* _Fonte_

O contexto social e cultural imprime suas marcas nos corpos, tornando-se um signo que evidencia como a relação com o mundo é construída. Todas as atividades físicas, gestos, cerimônias, ritos de interação e até a relação com a dor e o sofrimento são expressões de lógicas sociais e culturais.

Pela corporeidade, o homem faz do mundo a extensão de sua experiência; transforma-o em tramas familiares e coerentes, disponíveis à ação e permeáveis à compreensão. Emissor ou receptor, o corpo produz sentidos continuamente e assim insere o homem, de forma ativa, no interior de dado espaço social e cultural. (LE BRETON, 2012, p. 8).

* _Exercícios_
**1)** Diga se cada afirmação concorda com o trecho sobre a corporeidade, respondendo sim ou não e citando literalmente as palavras do trecho que decidem a resposta. (a) A relação com a dor e o sofrimento também expressa lógicas sociais e culturais. (b) O corpo produz sentidos apenas quando atua como emissor. (c) Pela corporeidade, o homem se insere de forma passiva no espaço social e cultural.
**2)** Transcreva sem alterações a parte do trecho sobre a corporeidade que começa nas palavras "O contexto social" e termina em "sociais e culturais.".
As linhas abaixo provêm de outra fonte.

* _Trecho da fonte_
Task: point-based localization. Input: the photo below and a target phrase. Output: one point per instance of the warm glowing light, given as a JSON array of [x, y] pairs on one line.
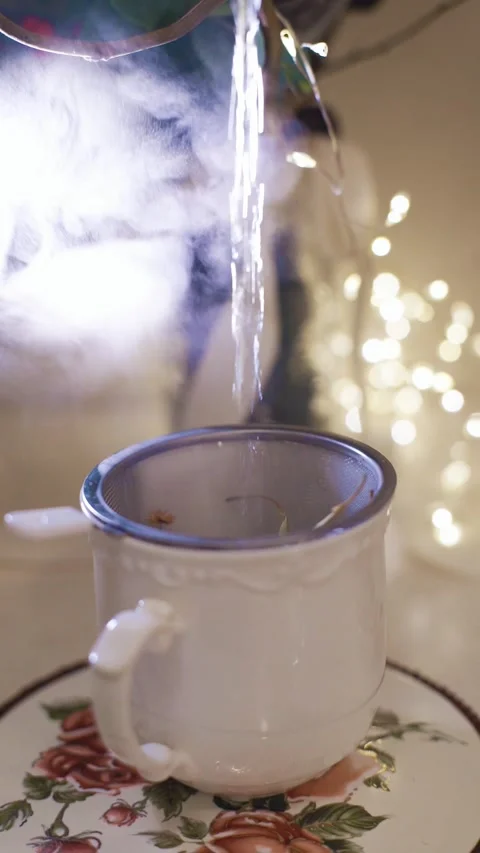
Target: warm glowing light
[[398, 329], [455, 475], [462, 313], [404, 432], [392, 310], [353, 420], [386, 285], [438, 290], [372, 350], [442, 382], [449, 536], [341, 345], [476, 344], [452, 401], [414, 305], [442, 517], [381, 247], [351, 287], [320, 48], [289, 43], [422, 377], [393, 218], [456, 333], [347, 393], [449, 352], [302, 160], [473, 425], [400, 203], [408, 401]]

* _Respostas dos exercícios_
**1)**
(a) Sim: "e até a relação com a dor e o sofrimento são expressões de lógicas sociais e culturais".
(b) Não: "Emissor ou receptor, o corpo produz sentidos continuamente".
(c) Não: "insere o homem, de forma ativa, no interior de dado espaço social e cultural".

**2)**
O contexto social e cultural imprime suas marcas nos corpos, tornando-se um signo que evidencia como a relação com o mundo é construída. Todas as atividades físicas, gestos, cerimônias, ritos de interação e até a relação com a dor e o sofrimento são expressões de lógicas sociais e culturais.